### Objective A
In the passage on Costa Rican–Nicaraguan relations, reproduce everything from "One interesting change" down to "killed in 1976." word for word.

※ ※ ※

One interesting change in the situation has been the shift in Costa Rica's position during the last few months. On April 7-8, an official Costa Rican delegation visited Nicaragua to present the Arias plan to the Sandinista government. The delegation included Enrique Obregón, advisor to President Arias and member of the governing National Liberation Party; Abel Pachecho, presidential hopeful from the opposition Social Christian Unity Party; and Farib Ayales, who was received by the Nicaraguans as the new Costa Rican ambassador in Managua. Obregón and Pachecho have close ties to some Nicaraguan government officials. As a symbolic gesture, the delegation presented the Nicaraguan government with a pair of eyeglasses that had belonged to Carlos Fonseca, founding member of the FSLN and leading theoretician of early Sandinista political programs, killed in 1976.

Several days later, at the Socialist International meeting in Rome, Comandante Bayardo Arce met with Rolando Araya of the Costa Rican National Liberation Party. According to one news report, Nicaragua and Costa Rica were able to reach some important points of agreement regarding the border situation at this meeting. Although the agreement was verbal and unofficial, the Spanish news agency EFE reported that Nicaragua had promised to withdraw its complaint before the World Court concerning use of Costa Rican territory by the contra forces if an accord could be reached regulating the Costa Rican-Nicaraguan border in such a way as to assure that the contra forces were not operating in Costa Rican territory. On his return to Nicaragua, Arce did not confirm the EFE version of the meeting, but said it was possible that Nicaragua would withdraw its World Court case if an accord of this type were reached.

※ ※ ※

### Objective B
Find each line of the records that contains the string "hair", matching case exactly.

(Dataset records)
※ ※ ※

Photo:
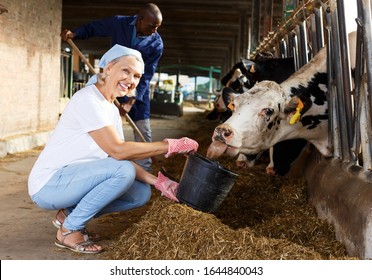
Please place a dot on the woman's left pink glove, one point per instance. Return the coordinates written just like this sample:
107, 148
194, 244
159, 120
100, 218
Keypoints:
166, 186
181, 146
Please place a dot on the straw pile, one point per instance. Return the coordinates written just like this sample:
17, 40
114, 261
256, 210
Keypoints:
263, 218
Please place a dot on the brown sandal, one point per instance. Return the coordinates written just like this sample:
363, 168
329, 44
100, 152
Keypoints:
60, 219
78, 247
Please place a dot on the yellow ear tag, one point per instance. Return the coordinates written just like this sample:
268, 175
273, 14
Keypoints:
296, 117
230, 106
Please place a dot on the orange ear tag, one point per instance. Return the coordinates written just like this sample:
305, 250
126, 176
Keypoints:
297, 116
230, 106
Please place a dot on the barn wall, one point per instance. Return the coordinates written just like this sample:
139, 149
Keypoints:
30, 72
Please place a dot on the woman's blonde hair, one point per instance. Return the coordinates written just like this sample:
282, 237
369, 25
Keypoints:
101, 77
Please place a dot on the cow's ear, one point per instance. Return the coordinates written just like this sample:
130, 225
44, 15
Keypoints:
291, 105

※ ※ ※

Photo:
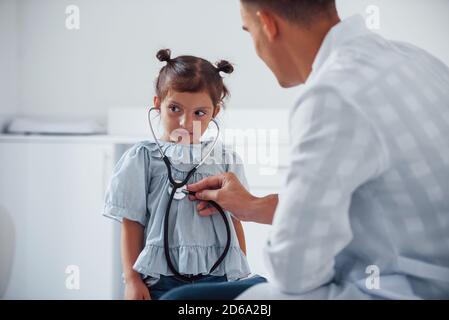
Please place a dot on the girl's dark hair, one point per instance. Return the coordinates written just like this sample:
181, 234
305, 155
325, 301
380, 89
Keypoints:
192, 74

※ ※ ※

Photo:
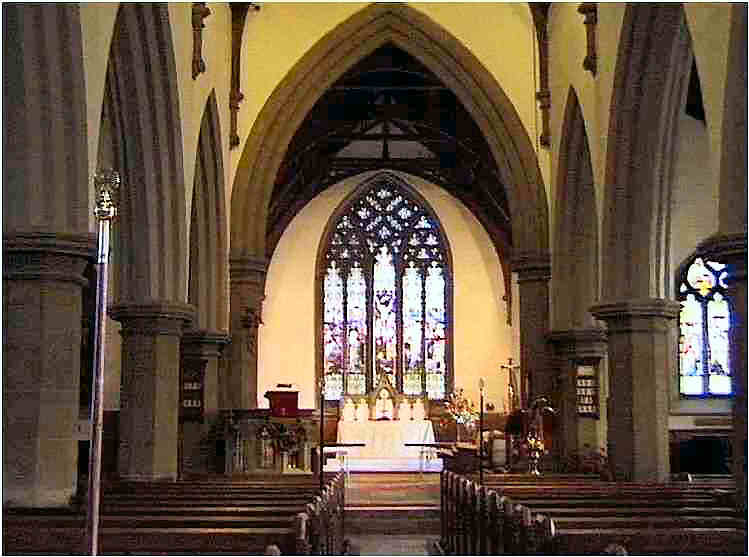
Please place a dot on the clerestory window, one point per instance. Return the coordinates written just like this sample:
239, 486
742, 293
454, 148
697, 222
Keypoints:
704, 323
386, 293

※ ※ ※

### Written response A
One interesting change in the situation has been the shift in Costa Rica's position during the last few months. On April 7-8, an official Costa Rican delegation visited Nicaragua to present the Arias plan to the Sandinista government. The delegation included Enrique Obregón, advisor to President Arias and member of the governing National Liberation Party; Abel Pachecho, presidential hopeful from the opposition Social Christian Unity Party; and Farib Ayales, who was received by the Nicaraguans as the new Costa Rican ambassador in Managua. Obregón and Pachecho have close ties to some Nicaraguan government officials. As a symbolic gesture, the delegation presented the Nicaraguan government with a pair of eyeglasses that had belonged to Carlos Fonseca, founding member of the FSLN and leading theoretician of early Sandinista political programs, killed in 1976.

### Written response B
Please place a dot on the woman's blonde hair, one point per instance. Return the coordinates written just like this sample:
Please place a dot on the girl's dark hair, one point per instance. Return the coordinates written just like this sample:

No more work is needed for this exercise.